_Instructions to follow_. Print the lines of the listing below verbatim, starting with the line that contains "point_to marks one point per instance of the woman's face" and going on through the line that contains "column 636, row 237", both included.

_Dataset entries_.

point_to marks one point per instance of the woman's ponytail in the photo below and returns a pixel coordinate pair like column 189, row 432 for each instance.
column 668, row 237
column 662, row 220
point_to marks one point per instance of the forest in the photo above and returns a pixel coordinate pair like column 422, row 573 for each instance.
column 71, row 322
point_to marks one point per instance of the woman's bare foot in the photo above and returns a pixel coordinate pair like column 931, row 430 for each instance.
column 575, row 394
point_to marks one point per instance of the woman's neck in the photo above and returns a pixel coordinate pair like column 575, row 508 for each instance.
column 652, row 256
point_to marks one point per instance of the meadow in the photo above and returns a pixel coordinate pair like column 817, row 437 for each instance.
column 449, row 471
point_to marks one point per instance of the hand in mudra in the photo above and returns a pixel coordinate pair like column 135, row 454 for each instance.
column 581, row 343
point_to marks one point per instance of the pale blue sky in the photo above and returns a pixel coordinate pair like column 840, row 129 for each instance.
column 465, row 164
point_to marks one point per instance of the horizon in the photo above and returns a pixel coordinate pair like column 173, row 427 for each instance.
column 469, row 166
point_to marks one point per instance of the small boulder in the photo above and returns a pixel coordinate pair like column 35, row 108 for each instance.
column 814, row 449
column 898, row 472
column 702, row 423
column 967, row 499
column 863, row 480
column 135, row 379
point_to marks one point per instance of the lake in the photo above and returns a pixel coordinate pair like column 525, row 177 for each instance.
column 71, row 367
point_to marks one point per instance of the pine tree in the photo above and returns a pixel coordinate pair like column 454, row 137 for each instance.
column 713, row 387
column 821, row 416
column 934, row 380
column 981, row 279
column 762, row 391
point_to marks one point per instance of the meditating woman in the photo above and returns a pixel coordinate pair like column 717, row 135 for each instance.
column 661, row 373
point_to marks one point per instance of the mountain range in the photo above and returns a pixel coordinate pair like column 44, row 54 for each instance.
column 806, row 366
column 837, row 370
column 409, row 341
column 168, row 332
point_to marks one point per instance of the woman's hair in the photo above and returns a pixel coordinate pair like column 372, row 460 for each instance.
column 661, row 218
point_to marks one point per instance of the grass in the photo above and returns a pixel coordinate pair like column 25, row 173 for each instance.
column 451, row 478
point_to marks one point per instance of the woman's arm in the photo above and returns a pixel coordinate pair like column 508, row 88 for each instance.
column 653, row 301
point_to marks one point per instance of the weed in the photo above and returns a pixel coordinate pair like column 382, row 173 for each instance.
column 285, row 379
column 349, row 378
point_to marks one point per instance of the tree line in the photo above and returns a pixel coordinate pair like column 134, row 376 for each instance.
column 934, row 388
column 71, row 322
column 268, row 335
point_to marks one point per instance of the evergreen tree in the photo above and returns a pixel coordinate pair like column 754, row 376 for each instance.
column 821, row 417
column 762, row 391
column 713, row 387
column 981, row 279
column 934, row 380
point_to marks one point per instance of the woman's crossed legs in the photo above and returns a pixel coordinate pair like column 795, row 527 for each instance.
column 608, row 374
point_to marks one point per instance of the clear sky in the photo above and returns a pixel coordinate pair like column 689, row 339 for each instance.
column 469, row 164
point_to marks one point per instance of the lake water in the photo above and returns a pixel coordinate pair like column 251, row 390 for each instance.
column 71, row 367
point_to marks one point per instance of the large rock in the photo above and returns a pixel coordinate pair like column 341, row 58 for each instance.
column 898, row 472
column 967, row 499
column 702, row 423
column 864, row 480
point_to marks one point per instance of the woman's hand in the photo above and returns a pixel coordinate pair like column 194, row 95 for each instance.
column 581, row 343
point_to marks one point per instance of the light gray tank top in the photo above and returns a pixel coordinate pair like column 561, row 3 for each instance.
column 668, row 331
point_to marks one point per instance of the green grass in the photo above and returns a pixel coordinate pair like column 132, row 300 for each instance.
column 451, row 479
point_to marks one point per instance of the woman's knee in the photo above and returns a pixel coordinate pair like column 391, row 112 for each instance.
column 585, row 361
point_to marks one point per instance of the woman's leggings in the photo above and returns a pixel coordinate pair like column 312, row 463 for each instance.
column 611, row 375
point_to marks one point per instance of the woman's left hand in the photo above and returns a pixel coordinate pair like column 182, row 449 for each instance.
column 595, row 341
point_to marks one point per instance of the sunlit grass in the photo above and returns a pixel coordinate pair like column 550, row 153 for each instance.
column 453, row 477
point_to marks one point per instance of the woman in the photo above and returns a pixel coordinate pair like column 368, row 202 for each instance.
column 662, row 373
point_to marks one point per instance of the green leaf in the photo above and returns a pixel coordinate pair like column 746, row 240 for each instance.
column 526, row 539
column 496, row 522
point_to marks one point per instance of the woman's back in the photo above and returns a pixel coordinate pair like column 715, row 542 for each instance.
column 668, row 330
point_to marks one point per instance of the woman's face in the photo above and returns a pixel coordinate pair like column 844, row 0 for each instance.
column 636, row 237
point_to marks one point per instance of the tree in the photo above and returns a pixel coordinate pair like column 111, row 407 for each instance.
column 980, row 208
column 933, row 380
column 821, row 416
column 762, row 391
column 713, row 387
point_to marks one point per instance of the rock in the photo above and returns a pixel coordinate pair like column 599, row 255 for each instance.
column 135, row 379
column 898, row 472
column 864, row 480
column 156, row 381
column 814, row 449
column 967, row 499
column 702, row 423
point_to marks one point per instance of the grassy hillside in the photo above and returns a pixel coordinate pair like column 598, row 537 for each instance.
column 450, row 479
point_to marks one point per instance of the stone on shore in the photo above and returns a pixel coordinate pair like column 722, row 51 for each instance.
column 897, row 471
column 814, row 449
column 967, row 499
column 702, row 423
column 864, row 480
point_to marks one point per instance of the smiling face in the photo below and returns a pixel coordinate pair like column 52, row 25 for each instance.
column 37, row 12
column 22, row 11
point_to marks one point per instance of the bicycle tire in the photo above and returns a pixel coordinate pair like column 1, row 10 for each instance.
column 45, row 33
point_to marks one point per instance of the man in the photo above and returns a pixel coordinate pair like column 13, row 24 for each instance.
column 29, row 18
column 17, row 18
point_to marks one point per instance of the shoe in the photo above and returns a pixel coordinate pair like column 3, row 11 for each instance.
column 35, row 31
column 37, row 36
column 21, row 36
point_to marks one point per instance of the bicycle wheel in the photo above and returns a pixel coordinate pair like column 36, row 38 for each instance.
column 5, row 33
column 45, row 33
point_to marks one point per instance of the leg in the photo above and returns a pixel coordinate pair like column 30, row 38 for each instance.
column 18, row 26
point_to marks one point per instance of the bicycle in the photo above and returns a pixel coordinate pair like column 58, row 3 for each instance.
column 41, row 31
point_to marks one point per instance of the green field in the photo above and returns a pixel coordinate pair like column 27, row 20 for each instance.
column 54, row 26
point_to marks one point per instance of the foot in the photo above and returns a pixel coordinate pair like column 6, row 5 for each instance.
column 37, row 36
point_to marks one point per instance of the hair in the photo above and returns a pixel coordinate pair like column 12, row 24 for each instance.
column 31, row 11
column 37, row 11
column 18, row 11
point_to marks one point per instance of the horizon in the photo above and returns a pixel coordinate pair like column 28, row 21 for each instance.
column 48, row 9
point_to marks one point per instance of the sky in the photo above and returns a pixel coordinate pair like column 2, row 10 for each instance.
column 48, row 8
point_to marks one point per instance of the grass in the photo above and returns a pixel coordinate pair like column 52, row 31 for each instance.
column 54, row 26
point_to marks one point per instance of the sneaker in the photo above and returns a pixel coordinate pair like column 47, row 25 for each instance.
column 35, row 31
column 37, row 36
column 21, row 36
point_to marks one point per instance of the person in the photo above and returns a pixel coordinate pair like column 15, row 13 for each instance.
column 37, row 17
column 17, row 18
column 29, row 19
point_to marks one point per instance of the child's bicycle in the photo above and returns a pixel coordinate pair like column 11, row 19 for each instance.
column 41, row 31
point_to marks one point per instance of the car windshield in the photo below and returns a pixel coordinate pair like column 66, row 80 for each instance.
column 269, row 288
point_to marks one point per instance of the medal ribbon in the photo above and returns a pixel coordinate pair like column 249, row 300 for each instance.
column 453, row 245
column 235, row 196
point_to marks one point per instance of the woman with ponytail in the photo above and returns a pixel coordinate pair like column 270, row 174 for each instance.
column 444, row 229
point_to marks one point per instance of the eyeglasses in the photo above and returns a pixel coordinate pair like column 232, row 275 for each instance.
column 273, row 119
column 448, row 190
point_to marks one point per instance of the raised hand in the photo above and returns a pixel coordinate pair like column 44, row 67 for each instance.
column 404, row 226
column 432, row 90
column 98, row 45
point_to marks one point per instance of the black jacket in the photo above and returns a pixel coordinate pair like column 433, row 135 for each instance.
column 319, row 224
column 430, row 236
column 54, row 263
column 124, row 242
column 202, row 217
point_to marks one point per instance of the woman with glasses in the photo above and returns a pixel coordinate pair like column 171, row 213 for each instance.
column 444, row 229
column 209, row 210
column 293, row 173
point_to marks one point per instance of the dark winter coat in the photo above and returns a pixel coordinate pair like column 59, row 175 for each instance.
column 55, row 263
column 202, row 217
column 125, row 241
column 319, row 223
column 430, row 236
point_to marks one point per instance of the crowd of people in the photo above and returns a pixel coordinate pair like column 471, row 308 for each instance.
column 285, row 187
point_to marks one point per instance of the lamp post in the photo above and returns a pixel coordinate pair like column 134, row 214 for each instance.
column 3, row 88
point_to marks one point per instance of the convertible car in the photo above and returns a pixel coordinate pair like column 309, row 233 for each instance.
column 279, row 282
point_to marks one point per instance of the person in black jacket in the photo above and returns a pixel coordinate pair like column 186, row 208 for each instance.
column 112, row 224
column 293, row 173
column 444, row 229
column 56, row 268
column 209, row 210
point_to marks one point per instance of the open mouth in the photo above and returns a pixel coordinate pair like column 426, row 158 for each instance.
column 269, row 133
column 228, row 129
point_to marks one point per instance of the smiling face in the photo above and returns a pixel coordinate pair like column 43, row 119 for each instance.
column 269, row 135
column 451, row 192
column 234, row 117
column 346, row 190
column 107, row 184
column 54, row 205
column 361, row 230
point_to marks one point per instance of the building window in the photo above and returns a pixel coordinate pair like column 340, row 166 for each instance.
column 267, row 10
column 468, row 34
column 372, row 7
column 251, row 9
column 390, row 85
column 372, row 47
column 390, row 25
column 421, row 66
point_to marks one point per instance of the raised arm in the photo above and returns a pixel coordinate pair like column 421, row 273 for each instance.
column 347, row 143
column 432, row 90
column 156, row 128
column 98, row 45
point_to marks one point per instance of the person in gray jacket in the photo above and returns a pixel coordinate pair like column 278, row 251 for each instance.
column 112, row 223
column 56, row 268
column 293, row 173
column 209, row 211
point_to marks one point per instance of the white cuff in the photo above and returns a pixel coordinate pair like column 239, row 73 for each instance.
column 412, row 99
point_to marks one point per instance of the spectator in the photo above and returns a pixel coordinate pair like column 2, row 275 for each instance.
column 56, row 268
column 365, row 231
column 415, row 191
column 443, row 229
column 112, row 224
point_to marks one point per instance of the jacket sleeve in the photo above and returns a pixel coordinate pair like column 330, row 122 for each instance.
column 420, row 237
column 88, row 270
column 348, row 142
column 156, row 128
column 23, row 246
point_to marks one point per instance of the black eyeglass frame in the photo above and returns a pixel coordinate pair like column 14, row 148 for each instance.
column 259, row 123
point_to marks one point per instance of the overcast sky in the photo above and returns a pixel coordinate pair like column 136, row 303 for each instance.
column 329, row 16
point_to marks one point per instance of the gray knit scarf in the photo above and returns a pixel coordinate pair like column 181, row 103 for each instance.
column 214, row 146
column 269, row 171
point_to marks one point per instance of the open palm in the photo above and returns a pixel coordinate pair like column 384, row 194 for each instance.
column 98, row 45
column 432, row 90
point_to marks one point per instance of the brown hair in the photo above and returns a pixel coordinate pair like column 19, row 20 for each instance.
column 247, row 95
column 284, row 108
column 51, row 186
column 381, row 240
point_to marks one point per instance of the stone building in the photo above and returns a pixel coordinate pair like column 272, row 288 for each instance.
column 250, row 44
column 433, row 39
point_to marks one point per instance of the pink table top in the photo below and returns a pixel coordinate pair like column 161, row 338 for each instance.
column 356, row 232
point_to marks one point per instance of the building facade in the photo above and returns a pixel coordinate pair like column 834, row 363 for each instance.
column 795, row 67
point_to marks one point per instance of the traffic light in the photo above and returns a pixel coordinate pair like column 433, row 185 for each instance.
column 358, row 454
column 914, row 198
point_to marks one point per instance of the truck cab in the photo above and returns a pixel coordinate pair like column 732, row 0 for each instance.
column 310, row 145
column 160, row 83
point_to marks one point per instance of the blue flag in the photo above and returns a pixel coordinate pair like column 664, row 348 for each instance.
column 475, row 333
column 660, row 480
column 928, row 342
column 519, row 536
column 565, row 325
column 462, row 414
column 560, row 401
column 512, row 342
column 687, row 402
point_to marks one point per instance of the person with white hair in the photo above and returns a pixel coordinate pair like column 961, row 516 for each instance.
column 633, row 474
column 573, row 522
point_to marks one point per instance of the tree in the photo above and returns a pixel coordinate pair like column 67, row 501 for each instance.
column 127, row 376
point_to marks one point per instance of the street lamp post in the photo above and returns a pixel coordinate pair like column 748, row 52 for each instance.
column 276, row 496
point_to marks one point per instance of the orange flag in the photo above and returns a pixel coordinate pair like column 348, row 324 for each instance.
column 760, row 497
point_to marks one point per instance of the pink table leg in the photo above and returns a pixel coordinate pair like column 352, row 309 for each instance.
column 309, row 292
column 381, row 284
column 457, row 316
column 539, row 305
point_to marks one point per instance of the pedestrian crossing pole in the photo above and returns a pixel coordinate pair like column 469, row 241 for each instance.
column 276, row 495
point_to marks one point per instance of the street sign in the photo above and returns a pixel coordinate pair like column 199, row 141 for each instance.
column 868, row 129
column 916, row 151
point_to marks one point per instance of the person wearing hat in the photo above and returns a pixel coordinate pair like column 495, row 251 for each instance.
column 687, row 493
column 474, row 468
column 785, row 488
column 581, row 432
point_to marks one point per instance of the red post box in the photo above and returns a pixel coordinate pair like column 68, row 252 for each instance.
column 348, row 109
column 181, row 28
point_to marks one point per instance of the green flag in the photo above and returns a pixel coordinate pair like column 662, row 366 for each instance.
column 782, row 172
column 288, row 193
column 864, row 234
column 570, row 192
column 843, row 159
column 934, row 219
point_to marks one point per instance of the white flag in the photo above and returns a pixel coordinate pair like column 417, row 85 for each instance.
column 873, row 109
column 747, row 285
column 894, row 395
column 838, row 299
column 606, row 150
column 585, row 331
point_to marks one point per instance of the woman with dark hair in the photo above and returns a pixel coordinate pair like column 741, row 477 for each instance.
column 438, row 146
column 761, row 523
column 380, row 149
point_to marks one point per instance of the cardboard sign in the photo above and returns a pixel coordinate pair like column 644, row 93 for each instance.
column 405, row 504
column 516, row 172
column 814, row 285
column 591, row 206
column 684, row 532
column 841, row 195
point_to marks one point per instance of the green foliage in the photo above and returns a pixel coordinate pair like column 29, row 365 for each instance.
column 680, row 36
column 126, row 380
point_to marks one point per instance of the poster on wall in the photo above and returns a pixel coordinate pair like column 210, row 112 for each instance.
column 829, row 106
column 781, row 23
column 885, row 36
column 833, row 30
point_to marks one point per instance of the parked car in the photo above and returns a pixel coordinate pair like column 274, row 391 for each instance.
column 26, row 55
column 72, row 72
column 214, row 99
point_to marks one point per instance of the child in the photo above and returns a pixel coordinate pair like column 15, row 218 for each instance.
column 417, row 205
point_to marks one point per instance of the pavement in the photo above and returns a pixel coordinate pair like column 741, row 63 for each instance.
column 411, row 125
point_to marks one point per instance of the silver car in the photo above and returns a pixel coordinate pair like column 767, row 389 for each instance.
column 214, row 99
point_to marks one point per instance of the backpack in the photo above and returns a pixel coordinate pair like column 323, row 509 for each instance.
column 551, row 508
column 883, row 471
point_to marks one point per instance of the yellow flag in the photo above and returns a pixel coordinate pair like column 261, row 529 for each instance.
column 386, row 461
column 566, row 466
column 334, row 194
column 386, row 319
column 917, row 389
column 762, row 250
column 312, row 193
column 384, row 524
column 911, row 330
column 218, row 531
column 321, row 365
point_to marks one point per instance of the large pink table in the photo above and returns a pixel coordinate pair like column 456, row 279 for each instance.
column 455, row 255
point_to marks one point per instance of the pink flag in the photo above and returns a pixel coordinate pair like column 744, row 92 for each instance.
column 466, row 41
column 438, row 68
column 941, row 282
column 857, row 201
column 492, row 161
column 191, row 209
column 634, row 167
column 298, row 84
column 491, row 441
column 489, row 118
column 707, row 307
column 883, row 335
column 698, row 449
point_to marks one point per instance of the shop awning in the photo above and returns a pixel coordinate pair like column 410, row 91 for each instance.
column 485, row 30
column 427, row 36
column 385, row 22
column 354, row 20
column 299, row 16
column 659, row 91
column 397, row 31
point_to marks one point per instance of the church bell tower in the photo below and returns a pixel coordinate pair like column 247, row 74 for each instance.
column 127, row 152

_Task result_.
point_to marks one point per instance of the woman's face in the photo above and returns a pixel coordinate pair like column 844, row 0 for each instance.
column 636, row 237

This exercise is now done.